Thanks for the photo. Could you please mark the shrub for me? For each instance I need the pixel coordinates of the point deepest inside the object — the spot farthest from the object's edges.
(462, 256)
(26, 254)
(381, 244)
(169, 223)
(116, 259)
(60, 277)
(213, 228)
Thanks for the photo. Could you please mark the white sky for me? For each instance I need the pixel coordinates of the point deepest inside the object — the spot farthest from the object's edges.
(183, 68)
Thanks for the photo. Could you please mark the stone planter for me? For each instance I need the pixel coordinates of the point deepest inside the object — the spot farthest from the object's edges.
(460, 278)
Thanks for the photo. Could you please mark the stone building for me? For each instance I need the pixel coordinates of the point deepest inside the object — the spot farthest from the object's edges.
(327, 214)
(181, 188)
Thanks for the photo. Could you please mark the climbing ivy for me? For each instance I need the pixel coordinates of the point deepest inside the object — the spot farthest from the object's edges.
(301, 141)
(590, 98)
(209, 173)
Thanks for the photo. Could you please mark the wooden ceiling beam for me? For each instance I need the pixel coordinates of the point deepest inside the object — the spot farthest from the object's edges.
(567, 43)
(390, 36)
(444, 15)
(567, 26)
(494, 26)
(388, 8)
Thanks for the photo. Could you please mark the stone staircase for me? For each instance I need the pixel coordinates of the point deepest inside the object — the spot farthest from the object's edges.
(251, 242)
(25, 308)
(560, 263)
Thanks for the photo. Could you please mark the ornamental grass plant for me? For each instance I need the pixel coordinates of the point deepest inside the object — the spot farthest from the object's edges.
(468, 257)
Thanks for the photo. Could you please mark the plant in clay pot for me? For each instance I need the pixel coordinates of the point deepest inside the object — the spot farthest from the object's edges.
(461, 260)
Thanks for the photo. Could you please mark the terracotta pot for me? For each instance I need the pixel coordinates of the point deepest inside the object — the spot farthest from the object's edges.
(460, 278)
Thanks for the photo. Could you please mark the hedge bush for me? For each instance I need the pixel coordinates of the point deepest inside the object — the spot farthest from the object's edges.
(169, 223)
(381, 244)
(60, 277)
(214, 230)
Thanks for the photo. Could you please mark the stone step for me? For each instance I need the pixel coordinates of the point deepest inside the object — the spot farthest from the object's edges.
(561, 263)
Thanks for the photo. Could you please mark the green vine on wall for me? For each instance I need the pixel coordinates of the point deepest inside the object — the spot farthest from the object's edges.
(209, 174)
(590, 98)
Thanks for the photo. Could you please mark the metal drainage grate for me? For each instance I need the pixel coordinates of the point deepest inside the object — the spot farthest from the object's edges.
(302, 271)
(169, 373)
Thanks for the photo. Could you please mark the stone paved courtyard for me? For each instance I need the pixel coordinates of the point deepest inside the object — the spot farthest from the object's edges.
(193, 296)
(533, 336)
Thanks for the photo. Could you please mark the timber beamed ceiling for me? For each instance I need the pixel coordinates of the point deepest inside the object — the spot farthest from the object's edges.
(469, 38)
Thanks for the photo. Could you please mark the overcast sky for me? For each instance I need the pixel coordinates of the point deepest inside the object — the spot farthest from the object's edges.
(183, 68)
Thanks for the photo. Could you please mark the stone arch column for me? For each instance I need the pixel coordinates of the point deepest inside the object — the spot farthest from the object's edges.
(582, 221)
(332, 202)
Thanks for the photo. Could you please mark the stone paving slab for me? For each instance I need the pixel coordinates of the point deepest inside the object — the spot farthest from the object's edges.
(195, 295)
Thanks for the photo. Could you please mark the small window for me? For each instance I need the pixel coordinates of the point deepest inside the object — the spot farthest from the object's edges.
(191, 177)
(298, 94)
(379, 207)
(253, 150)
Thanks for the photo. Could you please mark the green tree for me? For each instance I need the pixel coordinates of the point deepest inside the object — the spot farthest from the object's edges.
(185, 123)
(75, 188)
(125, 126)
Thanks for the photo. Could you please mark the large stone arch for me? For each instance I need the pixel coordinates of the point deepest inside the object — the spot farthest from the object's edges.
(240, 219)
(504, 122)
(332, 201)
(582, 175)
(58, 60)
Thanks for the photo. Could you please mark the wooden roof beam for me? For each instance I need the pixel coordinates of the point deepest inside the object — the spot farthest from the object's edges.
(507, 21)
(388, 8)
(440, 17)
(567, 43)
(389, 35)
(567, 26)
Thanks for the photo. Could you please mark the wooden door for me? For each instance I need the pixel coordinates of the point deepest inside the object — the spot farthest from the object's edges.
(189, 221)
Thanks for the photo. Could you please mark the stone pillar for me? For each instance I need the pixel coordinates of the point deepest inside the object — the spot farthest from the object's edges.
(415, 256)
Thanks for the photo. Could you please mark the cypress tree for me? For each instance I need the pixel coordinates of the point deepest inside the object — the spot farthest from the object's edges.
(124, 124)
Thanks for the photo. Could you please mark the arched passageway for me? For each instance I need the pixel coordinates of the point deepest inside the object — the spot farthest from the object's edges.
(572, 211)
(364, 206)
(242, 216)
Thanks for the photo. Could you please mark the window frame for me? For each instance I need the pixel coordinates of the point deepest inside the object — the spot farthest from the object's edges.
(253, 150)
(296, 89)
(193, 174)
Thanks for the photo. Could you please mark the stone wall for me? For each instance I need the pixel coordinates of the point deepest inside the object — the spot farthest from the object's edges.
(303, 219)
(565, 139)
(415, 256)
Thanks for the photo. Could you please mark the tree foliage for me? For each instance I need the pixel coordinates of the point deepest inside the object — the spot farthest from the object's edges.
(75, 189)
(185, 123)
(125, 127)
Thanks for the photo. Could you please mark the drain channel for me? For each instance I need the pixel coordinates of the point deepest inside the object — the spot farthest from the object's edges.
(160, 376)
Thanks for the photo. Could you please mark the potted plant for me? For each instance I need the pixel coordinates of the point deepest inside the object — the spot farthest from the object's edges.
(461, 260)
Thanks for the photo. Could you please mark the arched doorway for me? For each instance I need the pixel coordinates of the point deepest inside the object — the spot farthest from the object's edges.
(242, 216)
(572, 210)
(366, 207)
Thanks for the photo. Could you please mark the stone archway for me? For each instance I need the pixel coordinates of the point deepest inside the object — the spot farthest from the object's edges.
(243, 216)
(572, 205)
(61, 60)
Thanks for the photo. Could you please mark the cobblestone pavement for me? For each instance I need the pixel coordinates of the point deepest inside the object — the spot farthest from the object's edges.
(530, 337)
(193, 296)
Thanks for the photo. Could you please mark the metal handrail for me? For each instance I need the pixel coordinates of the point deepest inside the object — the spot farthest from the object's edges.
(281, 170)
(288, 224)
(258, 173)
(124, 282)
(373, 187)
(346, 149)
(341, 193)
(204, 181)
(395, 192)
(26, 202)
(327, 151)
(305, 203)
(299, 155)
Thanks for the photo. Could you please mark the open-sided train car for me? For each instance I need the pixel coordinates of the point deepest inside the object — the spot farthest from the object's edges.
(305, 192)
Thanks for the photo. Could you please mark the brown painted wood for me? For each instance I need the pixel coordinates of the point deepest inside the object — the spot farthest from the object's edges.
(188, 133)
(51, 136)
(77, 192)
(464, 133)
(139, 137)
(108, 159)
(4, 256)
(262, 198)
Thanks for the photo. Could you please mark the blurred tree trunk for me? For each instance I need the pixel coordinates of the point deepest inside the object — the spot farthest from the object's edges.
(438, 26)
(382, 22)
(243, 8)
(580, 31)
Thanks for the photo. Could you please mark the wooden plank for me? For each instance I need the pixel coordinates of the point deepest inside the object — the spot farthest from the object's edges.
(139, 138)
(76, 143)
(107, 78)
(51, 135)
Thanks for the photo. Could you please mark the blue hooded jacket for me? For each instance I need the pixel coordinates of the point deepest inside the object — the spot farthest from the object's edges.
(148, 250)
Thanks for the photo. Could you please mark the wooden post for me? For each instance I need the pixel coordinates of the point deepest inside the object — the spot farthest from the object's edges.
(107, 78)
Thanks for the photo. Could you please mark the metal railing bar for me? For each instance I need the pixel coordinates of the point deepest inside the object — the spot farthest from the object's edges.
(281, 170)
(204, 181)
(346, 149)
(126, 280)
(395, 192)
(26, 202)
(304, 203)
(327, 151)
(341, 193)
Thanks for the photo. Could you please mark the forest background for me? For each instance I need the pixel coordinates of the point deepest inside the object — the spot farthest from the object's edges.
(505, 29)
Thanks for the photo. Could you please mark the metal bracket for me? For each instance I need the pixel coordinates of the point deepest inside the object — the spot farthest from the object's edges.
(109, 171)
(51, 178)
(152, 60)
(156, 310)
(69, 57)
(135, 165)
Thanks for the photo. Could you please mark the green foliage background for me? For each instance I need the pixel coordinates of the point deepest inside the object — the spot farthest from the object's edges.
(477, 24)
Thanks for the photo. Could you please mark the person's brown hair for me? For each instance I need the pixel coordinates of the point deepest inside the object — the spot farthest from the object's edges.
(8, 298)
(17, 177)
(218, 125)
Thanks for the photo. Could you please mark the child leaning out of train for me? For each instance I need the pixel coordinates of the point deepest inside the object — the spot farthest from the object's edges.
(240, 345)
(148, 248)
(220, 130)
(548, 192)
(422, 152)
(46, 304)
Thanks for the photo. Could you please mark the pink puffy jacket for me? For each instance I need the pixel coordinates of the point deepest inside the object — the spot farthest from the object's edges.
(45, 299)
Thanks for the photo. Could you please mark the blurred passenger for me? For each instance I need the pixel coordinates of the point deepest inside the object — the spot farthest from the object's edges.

| WHAT IS NEEDED |
Extract, verbatim, the lines from the one containing "Thanks for the photo. Could you please mark the child" through the last line of the listing above.

| FINAL RESULT |
Thanks for the photo. Could you please mark the child leaning out of train for me? For each instance I need the pixel coordinates of the point deepest inside the object — the spot farthest from the object's edges.
(240, 345)
(148, 248)
(220, 130)
(548, 192)
(422, 152)
(46, 304)
Thanks for the photo. Could you please mark the pink puffy jacket for me? For each instance I need the pixel coordinates of the point deepest inside the object — the spot farthest from the object's edges.
(45, 299)
Thanks for the photo. Could you please mark the blurred passenger for me? For each instance I need the pixel coordinates of the point deepest inside the object — the spot farthest from the object's edges.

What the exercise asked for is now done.